WHAT YOU NEED TO DO
In the listing below, transcribe the line that contains "Target: sunlit grass area" and all lines following it, ending with the last line. Add nothing.

[[ THE DATA, beginning ]]

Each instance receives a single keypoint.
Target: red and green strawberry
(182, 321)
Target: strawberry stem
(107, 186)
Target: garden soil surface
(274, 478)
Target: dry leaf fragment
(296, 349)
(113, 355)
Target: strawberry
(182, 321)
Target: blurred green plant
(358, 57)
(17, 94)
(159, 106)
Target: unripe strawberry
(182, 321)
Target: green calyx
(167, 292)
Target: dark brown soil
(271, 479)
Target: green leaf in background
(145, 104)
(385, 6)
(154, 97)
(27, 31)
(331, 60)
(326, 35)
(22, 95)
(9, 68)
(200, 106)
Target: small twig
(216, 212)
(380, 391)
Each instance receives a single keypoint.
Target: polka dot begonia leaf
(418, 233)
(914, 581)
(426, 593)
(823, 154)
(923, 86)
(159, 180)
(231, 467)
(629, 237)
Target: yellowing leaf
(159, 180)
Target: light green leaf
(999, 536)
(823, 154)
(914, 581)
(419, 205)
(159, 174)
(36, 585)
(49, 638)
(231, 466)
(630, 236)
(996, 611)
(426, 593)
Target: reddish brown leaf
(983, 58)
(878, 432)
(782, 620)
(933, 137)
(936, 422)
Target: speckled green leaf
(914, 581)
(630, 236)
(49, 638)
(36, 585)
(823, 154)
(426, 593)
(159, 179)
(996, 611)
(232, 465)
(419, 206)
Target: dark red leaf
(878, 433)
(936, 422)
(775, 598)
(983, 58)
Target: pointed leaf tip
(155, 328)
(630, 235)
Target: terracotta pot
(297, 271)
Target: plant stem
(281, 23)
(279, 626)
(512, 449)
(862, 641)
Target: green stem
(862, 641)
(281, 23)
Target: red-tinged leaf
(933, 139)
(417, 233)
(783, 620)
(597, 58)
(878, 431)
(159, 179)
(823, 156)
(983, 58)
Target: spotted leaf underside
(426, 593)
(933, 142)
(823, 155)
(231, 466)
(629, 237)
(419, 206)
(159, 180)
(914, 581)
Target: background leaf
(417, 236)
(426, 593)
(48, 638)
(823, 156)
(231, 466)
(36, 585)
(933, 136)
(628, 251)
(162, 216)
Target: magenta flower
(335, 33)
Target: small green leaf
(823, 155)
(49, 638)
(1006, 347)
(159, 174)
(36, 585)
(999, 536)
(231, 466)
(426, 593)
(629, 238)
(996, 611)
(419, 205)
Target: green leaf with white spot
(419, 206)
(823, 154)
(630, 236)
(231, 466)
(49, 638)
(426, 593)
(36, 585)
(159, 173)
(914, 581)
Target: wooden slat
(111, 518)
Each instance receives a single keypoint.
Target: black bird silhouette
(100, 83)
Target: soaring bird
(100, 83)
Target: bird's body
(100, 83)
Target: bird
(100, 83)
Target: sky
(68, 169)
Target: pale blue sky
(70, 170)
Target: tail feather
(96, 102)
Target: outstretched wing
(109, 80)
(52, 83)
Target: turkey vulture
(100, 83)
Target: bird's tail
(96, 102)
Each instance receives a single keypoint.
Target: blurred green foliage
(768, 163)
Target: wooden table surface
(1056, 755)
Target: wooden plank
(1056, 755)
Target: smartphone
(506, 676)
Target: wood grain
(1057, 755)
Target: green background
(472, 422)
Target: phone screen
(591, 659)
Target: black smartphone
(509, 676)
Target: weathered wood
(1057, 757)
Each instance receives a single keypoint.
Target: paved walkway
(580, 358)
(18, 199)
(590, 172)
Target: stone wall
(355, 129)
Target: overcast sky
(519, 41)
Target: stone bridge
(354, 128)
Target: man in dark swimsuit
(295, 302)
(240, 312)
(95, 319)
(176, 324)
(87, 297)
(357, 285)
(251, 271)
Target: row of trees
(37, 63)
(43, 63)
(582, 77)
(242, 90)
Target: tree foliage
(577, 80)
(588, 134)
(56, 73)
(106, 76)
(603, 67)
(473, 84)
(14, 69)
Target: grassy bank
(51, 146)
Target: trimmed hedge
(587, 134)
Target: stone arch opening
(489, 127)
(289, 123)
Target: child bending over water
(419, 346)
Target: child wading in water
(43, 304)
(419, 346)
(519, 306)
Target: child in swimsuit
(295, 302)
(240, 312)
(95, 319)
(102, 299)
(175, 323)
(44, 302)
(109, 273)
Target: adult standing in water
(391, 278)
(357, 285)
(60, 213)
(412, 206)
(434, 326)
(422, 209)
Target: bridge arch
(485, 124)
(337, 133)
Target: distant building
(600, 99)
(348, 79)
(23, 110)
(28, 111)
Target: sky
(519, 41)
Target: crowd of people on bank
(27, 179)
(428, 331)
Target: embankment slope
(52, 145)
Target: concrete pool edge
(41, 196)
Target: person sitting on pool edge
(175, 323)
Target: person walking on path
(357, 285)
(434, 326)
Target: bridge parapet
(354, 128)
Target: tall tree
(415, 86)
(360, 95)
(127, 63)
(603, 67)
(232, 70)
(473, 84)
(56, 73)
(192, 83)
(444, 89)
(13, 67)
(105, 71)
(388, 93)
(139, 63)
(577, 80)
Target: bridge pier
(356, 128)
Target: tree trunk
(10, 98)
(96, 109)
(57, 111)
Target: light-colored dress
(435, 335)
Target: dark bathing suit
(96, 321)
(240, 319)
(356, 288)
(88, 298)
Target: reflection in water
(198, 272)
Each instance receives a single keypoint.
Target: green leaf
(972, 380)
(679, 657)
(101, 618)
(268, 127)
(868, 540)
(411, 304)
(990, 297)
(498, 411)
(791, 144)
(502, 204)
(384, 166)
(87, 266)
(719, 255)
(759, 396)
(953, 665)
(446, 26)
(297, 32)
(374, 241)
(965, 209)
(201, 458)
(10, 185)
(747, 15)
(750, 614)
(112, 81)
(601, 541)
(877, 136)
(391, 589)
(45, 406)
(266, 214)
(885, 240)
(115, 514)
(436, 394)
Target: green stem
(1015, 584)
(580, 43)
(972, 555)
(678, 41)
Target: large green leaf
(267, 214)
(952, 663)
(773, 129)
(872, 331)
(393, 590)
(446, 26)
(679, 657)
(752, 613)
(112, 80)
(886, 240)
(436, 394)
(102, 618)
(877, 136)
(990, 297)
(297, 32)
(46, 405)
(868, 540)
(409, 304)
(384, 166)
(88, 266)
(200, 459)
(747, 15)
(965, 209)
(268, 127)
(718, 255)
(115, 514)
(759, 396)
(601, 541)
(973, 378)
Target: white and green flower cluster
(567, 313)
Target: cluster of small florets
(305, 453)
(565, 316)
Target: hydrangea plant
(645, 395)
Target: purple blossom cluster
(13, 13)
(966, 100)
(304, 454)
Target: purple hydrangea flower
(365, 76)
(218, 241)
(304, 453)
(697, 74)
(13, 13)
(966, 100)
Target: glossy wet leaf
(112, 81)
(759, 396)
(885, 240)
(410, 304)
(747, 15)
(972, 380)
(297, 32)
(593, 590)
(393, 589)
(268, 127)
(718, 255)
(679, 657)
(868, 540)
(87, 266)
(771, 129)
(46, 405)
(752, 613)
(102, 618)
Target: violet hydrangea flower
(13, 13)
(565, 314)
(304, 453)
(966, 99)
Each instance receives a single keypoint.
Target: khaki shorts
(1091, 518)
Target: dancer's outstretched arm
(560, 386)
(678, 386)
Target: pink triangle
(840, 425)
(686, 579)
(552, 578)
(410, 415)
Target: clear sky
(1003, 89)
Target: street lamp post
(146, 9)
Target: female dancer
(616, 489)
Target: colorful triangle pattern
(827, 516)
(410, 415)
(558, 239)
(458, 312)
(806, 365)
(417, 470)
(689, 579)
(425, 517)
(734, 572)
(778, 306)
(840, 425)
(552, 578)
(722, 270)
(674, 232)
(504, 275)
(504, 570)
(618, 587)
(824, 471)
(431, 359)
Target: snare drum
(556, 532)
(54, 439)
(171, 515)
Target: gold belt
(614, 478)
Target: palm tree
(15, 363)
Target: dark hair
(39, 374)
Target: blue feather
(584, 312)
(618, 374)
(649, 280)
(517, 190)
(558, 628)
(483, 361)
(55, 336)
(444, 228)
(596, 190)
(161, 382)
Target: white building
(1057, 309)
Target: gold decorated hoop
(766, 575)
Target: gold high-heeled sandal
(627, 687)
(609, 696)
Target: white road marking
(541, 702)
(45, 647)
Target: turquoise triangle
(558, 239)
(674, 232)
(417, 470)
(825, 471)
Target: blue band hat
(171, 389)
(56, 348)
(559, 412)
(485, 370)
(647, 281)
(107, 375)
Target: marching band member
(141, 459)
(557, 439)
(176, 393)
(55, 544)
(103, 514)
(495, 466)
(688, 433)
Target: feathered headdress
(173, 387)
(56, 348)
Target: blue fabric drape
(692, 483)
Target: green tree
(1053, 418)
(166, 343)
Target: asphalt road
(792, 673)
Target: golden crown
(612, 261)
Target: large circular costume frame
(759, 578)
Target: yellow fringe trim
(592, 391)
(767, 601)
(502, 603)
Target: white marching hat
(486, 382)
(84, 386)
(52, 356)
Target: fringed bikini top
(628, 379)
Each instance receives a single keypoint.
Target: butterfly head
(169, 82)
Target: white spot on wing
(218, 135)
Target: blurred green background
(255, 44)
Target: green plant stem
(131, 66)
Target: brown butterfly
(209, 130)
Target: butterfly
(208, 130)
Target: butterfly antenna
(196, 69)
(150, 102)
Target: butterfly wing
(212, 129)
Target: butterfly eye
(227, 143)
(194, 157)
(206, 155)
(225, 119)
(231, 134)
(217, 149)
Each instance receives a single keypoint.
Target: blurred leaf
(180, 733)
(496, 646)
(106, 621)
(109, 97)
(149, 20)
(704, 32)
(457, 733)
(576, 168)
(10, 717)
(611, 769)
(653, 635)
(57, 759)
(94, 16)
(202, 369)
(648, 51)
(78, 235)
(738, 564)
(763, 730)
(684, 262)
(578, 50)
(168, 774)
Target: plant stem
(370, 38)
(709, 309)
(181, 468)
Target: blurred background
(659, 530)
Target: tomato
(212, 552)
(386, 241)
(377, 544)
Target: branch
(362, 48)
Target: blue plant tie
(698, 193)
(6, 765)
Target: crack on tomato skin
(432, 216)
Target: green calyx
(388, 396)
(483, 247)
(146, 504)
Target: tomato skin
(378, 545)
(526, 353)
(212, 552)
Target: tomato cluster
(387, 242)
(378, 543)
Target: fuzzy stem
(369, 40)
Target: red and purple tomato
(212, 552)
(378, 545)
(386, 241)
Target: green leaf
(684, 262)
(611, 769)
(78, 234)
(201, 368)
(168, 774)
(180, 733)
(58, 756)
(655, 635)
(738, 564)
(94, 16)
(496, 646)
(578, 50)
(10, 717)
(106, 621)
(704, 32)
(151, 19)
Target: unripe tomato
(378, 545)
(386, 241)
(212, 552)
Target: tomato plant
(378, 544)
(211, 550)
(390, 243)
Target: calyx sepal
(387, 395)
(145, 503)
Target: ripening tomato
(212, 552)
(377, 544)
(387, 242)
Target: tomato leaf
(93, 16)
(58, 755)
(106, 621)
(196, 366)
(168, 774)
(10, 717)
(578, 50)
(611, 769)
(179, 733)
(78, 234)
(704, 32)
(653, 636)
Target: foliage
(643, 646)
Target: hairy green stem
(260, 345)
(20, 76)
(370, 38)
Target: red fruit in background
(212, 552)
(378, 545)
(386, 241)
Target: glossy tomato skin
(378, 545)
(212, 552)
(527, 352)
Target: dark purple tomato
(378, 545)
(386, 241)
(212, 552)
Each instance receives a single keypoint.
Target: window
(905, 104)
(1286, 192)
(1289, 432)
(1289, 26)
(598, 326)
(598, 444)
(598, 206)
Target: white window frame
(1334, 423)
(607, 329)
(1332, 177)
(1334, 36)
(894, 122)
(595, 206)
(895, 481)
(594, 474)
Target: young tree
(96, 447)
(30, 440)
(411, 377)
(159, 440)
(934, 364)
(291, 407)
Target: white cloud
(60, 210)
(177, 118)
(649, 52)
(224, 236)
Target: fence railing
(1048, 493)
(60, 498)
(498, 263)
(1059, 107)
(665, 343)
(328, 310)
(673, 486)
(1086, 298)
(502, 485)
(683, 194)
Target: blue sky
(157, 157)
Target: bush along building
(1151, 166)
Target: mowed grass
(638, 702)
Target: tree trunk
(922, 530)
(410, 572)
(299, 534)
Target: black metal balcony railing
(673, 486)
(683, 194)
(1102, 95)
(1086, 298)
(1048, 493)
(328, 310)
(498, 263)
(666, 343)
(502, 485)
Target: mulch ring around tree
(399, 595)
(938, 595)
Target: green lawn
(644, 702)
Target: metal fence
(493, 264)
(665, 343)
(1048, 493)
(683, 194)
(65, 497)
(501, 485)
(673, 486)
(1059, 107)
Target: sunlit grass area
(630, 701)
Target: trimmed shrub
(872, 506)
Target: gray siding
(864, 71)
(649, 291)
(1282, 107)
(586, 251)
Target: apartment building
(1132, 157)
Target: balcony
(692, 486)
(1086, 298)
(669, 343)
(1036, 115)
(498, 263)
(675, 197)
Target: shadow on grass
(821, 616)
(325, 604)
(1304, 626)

[[ THE DATA, end ]]

ANSWER SPACE
Target: sunlit grass area
(630, 701)
Target: trimmed shrub
(872, 506)
Target: gray siding
(864, 71)
(649, 291)
(1282, 107)
(586, 251)
Target: apartment building
(1132, 157)
Target: balcony
(692, 486)
(1086, 298)
(669, 343)
(1036, 115)
(498, 263)
(675, 197)
Target: shadow on grass
(821, 616)
(325, 604)
(1304, 626)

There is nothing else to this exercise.